*** Opening Provided passage ***
Photo by Stephanie Allen Found on Pexels

PROGNOSIS: Diving In

Step 4: Initial Prognosis (Eternal Solution): The Gospel Moves Next Door

We note that the Samaritan is an outsider.  Many will make the correct point that the “good” Samaritan disproves the unique possession of moral goodness in the Jewish community.  But the status of the Samaritan contrasts with the priest and Levite in a unique way.  The Samaritan is outside the bounds of the law.  Though he keeps the Torah he has forsaken Mt. Zion and the temple and thus the entire sacrificial system that was meant to keep the Israelite community pure and acceptable to God.  The Samaritan is not only an outsider to the community, but he is an outsider to the law that binds the community too.  Yet he shows mercy.  He pours wine.  Uses his own animal.  Pays his own money and offers to give more.  Unlike those who keep “passing by,” the Samaritan “comes near” and quite literally becomes a neighbor. The one who is near.  A close one.  One who is fully there.  All in.   

Jesus is good news because he is close too. God come near to us. What was impersonal, Jesus makes intensely personal. Rather than proposing a solution to structural problems Jesus creates a new structure: the neighbor. And he builds it not only in our hearts but in our actions. He creates it by “coming near” us with his death and resurrection making us new and removing any barrier between God and the people around us. Knitting us together in his crucified body he brings us near one another so that we can respond to one another in compassion and love as flesh and blood. The gospel is Jesus coming near to us so that we can come near to one another.
*** Closing Provided passage ***
*** Opening Data excerpts ***
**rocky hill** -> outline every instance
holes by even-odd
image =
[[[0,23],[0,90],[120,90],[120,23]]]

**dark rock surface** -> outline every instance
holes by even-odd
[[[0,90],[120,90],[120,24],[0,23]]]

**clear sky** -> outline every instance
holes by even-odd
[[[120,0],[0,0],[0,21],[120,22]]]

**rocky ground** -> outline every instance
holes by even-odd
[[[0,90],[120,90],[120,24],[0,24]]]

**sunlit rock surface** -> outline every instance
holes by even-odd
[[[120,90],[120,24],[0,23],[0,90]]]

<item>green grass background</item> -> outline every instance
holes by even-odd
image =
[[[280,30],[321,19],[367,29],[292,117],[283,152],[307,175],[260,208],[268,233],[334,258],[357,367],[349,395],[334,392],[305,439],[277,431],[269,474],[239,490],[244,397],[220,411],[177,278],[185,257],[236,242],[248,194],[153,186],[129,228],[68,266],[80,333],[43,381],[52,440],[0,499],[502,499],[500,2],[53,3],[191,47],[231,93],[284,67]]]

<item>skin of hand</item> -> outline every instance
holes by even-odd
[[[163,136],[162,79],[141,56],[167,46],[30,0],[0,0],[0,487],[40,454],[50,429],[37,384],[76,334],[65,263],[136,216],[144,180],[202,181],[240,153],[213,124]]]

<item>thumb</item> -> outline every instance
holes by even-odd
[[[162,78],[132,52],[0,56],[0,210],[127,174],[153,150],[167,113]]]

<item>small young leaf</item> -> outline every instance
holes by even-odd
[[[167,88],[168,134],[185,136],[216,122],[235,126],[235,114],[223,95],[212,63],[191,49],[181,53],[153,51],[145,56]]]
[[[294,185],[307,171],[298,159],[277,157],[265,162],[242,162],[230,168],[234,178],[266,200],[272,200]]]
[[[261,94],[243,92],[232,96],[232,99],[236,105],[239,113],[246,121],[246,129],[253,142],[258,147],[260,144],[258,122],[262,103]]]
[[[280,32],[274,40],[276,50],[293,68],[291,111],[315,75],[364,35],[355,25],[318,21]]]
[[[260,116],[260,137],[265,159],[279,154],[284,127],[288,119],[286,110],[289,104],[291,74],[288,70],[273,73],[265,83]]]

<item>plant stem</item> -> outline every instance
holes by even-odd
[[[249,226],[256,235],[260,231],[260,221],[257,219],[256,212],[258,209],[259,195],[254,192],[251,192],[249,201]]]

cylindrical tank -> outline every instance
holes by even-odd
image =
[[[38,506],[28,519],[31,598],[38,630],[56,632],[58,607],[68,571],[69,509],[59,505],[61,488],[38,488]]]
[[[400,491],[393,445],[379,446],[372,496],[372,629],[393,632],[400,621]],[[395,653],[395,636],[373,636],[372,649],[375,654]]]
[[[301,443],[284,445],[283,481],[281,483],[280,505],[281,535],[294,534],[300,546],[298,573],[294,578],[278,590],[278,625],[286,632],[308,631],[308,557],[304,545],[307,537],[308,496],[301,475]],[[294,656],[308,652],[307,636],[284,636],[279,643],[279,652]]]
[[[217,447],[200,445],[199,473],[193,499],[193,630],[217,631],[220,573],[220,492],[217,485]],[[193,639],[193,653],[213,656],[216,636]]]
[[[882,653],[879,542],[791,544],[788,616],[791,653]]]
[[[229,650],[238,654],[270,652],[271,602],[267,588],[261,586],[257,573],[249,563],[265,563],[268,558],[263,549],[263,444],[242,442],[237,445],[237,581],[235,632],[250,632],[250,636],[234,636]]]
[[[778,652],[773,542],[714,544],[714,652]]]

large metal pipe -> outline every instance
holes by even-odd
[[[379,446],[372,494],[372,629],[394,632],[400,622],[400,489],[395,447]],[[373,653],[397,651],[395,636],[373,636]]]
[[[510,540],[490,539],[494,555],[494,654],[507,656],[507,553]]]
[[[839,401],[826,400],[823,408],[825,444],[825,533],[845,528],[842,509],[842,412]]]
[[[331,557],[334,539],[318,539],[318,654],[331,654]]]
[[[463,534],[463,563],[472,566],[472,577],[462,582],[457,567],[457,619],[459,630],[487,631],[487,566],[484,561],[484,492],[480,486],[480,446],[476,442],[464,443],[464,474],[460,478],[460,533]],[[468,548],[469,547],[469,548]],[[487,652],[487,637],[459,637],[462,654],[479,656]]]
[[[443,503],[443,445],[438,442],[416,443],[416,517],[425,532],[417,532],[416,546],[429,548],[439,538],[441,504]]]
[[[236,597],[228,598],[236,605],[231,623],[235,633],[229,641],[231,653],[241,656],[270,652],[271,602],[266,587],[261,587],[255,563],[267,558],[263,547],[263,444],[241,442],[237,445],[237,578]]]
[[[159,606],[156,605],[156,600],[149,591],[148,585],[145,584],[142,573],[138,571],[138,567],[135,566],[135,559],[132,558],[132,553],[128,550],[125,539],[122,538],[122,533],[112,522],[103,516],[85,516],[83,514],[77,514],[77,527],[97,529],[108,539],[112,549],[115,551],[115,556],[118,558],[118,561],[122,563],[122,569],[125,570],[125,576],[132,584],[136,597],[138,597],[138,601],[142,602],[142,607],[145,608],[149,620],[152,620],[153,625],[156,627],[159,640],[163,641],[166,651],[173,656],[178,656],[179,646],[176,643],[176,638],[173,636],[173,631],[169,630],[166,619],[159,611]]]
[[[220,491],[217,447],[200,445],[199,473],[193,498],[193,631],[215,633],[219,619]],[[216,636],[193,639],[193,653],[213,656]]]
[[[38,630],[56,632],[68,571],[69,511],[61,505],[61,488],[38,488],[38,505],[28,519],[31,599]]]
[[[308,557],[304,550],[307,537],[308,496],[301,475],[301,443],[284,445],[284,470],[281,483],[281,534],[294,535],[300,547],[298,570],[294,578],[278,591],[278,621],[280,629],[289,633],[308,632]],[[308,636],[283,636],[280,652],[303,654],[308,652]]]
*** Closing Data excerpts ***
## Work to complete
(1) Write out the part of the Good Samaritan passage that begins with the words "We note that" and stops after "there.  All in.".
(2) Extend the reflection on the Good Samaritan and the gospel from its last sentence.

## Task-by-task outputs
(1)
We note that the Samaritan is an outsider.  Many will make the correct point that the “good” Samaritan disproves the unique possession of moral goodness in the Jewish community.  But the status of the Samaritan contrasts with the priest and Levite in a unique way.  The Samaritan is outside the bounds of the law.  Though he keeps the Torah he has forsaken Mt. Zion and the temple and thus the entire sacrificial system that was meant to keep the Israelite community pure and acceptable to God.  The Samaritan is not only an outsider to the community, but he is an outsider to the law that binds the community too.  Yet he shows mercy.  He pours wine.  Uses his own animal.  Pays his own money and offers to give more.  Unlike those who keep “passing by,” the Samaritan “comes near” and quite literally becomes a neighbor. The one who is near.  A close one.  One who is fully there.  All in.

(2)
Step 5: Advanced Prognosis (Internal Solution): Neighbors, Not Spectators

With Christ we are no longer spectators to the suffering of the world but freed to be neighbors to one another in the midst of it. This neighborliness cannot be reduced to a political program, or a solution to be enacted. We do not live anymore under the pretense that we can fix the world or defend ourselves against the accusation the law deals out when we don’t live up to it. Instead, Christ brings us close to one another and bends the law to the living need of my neighbor. The law greets me not in my self-chosen systemic solutions but in the wounds and cries of my neighbors who need my compassionate response. As Luther puts it, what Christ is to be, a healer, a restorer, a savior, and in Christ I become that for my neighbor. My good works are not part of some golden moral uplift but are applied in the form of bandages and balm to the cuts, bruises, and gashes of my neighbor. My neighbor’s needs are no longer problems to be fixed but the very rhythm of my daily life. We are enabled constantly to “come near” others because Jesus is constantly near to us.

Step 6: Final Prognosis (External Solution): Jesus Goes All In

Jesus dives right into the sea of suffering that overwhelms us, drawing us in to get our hands dirty. Rather than staring transfixed at all the bodies on the road Jesus brings life to one body at a time. Whenever we look at our world full of suffering, we take hope and find resolve in the fact that—in the cross—Jesus has plunged into it and remains with it. We look at his scarred hands and are no longer afraid to get our hands dirty. We know what the outcome is. All those left for dead on the side of the road, that sea of battered bodies, those troubled minds and broken spirits, are clinging to the one on the cross and are on the road to resurrection. The suffering around us with is no longer a tragedy but a call. “Go and do likewise,” Jesus says as he leads the way. We go with him to help one person at a time. We are all in and he is too.